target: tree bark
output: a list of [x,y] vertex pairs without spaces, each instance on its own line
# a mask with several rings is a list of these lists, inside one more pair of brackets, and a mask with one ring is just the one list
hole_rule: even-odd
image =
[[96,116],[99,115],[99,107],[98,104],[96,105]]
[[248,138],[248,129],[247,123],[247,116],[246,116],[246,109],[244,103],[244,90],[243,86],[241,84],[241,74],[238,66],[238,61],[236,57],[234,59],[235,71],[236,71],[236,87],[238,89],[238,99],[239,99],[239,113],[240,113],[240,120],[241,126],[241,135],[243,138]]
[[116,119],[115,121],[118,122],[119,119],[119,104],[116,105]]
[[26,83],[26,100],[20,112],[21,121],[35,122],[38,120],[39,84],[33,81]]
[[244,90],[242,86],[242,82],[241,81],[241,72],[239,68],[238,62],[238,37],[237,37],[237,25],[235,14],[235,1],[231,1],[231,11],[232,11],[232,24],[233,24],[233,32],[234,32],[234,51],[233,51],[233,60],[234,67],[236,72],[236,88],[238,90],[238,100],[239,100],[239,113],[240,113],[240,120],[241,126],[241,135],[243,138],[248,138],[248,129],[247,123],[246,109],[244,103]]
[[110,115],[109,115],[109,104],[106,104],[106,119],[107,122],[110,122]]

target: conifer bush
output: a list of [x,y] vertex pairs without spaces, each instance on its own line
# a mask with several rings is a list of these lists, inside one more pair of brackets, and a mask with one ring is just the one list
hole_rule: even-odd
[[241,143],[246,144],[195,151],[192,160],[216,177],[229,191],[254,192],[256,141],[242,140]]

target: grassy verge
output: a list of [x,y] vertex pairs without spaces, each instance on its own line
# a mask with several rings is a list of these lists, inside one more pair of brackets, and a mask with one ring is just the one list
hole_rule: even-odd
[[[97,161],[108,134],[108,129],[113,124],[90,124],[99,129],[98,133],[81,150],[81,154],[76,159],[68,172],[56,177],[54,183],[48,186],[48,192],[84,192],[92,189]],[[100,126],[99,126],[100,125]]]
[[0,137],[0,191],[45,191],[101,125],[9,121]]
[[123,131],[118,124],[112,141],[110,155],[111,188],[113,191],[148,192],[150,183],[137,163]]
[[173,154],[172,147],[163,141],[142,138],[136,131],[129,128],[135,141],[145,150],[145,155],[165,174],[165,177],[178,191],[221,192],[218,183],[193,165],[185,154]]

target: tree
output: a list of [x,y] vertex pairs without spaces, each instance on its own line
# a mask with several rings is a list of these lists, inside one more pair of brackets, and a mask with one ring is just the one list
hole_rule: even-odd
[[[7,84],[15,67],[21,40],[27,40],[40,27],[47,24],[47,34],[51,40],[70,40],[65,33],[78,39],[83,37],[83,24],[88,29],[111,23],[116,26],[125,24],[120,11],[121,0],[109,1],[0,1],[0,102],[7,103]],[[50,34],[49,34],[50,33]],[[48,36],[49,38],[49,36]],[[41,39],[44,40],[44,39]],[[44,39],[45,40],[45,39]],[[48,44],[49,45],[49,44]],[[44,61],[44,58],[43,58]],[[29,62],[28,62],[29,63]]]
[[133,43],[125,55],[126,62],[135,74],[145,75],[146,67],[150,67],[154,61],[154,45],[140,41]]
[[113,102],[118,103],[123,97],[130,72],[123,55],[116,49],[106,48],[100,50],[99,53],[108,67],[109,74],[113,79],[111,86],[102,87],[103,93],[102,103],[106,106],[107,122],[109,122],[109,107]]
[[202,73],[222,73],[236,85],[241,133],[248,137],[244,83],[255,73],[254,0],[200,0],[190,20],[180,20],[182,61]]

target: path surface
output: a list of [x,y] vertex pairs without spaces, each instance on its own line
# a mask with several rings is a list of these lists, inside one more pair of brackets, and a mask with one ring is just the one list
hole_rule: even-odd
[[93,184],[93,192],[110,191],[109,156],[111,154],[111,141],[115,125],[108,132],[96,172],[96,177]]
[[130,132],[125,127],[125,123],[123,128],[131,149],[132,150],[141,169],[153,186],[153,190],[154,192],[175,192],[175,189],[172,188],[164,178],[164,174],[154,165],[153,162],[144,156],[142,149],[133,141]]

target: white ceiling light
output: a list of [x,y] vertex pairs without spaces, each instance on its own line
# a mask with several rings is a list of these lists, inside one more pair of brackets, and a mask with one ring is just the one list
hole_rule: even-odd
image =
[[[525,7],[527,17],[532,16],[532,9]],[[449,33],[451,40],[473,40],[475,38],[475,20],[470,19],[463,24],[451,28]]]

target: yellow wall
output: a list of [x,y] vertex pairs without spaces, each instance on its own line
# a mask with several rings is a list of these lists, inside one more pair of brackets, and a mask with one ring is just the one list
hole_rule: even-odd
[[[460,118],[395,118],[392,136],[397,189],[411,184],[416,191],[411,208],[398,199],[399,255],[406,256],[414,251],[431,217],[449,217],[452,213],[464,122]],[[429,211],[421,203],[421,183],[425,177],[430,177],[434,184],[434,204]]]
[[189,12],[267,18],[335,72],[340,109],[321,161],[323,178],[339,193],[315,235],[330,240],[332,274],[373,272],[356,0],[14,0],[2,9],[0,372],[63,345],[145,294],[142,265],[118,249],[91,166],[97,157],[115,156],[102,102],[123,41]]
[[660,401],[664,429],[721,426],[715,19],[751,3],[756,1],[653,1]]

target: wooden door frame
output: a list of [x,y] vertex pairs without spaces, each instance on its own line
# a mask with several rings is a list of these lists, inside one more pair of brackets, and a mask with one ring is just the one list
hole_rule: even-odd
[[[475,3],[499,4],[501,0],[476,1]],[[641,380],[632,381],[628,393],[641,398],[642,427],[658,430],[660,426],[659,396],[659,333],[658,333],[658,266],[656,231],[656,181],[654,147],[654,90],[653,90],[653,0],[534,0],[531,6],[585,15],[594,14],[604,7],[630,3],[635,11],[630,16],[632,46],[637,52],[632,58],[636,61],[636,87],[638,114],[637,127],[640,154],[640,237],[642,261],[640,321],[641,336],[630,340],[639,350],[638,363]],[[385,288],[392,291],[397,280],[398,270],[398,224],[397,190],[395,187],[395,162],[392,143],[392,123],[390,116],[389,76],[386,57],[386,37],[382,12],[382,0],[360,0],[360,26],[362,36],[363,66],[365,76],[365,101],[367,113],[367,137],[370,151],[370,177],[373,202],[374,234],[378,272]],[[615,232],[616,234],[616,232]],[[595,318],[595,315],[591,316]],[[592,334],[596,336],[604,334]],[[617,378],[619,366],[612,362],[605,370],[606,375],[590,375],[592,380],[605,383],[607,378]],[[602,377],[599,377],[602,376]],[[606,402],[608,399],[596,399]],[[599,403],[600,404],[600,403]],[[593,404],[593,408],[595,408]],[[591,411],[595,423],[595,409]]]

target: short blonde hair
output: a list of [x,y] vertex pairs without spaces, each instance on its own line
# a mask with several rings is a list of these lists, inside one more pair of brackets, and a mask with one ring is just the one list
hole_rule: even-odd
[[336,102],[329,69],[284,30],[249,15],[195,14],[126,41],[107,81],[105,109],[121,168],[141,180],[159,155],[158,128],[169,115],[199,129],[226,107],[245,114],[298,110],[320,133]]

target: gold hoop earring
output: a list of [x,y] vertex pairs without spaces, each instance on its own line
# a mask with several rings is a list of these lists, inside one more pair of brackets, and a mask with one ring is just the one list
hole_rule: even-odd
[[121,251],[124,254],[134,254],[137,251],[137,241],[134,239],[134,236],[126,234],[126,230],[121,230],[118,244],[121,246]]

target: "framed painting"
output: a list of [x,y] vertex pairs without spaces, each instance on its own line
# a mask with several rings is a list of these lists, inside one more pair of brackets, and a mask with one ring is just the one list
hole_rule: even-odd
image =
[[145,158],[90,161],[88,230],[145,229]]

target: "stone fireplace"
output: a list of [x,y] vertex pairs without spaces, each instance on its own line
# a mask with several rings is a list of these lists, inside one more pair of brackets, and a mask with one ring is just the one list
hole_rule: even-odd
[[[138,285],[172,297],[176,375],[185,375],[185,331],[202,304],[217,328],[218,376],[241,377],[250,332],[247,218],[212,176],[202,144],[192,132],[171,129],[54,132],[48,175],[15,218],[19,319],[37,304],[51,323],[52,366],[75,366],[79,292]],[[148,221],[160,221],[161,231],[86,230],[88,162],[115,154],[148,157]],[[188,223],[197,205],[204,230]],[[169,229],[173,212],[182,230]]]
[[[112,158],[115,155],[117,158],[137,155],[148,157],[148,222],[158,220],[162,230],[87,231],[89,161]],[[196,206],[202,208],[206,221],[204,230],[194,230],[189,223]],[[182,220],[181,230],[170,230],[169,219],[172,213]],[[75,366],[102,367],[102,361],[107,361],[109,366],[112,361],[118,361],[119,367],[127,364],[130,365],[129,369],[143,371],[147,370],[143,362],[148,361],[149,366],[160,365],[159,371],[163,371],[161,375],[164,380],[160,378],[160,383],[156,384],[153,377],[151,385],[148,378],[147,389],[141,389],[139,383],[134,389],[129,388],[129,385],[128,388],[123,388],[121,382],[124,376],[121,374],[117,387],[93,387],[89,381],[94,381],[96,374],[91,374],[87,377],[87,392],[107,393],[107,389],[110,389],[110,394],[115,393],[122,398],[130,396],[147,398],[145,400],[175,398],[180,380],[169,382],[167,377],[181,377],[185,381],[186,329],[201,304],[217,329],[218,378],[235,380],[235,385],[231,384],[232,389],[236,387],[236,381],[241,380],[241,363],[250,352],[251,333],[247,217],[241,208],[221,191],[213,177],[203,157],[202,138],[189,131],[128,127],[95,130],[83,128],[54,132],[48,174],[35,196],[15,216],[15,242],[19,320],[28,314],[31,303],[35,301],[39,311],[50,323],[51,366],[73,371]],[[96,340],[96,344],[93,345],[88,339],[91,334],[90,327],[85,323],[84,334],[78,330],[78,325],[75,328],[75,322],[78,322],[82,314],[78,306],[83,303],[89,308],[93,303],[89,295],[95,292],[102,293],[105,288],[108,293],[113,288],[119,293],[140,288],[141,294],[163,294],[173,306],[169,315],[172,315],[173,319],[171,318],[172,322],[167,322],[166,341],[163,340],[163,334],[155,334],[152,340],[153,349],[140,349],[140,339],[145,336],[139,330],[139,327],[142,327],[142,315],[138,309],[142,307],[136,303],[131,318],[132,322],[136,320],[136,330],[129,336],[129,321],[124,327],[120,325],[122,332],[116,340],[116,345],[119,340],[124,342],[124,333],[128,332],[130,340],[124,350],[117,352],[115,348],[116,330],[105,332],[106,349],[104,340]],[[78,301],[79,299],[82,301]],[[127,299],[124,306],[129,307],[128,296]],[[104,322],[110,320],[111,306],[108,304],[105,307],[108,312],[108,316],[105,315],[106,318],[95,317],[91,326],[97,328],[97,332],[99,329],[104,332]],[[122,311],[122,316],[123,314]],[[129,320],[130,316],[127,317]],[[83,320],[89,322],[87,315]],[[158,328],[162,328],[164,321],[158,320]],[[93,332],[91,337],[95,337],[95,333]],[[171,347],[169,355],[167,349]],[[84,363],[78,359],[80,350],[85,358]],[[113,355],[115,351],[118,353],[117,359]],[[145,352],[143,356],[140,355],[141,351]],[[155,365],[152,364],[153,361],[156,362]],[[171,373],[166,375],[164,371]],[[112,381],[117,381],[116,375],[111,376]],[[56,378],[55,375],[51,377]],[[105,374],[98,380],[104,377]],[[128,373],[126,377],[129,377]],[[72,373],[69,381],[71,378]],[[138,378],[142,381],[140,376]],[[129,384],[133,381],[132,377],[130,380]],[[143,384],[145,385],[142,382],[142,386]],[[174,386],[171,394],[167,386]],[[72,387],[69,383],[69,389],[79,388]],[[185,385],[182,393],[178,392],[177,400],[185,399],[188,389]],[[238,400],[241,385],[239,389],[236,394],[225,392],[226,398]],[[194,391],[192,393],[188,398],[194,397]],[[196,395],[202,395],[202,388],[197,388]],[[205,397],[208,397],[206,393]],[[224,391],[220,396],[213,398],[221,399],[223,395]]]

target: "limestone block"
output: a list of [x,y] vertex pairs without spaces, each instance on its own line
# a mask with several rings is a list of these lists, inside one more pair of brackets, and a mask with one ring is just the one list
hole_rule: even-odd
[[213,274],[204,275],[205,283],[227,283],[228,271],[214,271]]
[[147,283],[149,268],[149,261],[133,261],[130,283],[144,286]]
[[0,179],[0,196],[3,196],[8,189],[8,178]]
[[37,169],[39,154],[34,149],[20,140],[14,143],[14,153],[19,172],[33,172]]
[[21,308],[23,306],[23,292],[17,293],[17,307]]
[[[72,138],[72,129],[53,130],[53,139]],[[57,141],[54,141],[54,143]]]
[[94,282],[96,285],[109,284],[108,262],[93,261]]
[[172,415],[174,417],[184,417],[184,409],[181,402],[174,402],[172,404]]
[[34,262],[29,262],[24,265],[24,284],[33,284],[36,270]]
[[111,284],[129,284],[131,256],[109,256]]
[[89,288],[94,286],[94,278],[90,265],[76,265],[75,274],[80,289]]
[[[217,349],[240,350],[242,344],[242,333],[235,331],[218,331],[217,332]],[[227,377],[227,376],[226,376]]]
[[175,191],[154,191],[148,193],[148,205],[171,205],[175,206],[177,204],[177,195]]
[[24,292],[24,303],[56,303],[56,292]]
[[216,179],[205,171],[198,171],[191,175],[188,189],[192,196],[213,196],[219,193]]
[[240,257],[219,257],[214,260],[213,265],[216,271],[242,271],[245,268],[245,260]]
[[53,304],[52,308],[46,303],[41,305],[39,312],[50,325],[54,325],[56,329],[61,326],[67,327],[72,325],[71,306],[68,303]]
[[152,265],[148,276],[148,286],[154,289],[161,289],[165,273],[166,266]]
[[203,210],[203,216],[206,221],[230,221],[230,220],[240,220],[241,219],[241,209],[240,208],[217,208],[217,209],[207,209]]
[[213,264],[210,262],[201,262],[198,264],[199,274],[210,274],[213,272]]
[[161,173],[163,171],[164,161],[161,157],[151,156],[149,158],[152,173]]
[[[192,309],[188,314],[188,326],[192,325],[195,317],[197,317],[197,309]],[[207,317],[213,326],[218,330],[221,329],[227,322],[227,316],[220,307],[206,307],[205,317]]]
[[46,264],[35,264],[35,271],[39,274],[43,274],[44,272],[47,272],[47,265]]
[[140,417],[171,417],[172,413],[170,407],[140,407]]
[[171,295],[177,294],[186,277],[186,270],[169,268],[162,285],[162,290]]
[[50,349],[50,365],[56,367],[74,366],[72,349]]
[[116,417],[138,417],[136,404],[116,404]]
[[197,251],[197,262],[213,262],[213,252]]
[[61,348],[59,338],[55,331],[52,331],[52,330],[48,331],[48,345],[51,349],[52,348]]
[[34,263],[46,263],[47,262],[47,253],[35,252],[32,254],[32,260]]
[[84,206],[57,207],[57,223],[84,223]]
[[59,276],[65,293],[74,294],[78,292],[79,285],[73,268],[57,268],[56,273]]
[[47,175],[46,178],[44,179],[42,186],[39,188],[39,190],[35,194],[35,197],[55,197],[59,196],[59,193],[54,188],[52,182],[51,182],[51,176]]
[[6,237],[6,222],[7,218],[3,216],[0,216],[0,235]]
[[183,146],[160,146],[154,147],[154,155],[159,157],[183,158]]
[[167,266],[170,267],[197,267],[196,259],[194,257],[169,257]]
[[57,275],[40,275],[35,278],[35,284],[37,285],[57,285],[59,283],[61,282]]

_WHAT YOU SHOULD DO_
Reproduce the data word for word, from its first line up to and including the line that contains "[[116,119],[115,121],[118,122],[119,119],[119,104],[116,105]]".

_RESULT OF THIS TASK_
target: tree bark
output: a list of [x,y] vertex pairs without spaces, each instance on its own line
# a mask with several rings is a list of these lists, inside one more pair of brackets, and a mask with one ring is just the one list
hole_rule: even-odd
image =
[[96,116],[99,115],[99,107],[98,104],[96,105]]
[[248,138],[248,129],[247,123],[247,116],[246,116],[246,109],[244,103],[244,90],[243,86],[241,84],[241,74],[238,66],[238,61],[236,57],[234,59],[235,71],[236,71],[236,87],[238,89],[238,99],[239,99],[239,113],[240,113],[240,120],[241,126],[241,135],[243,138]]
[[116,119],[115,121],[118,122],[119,119],[119,104],[116,105]]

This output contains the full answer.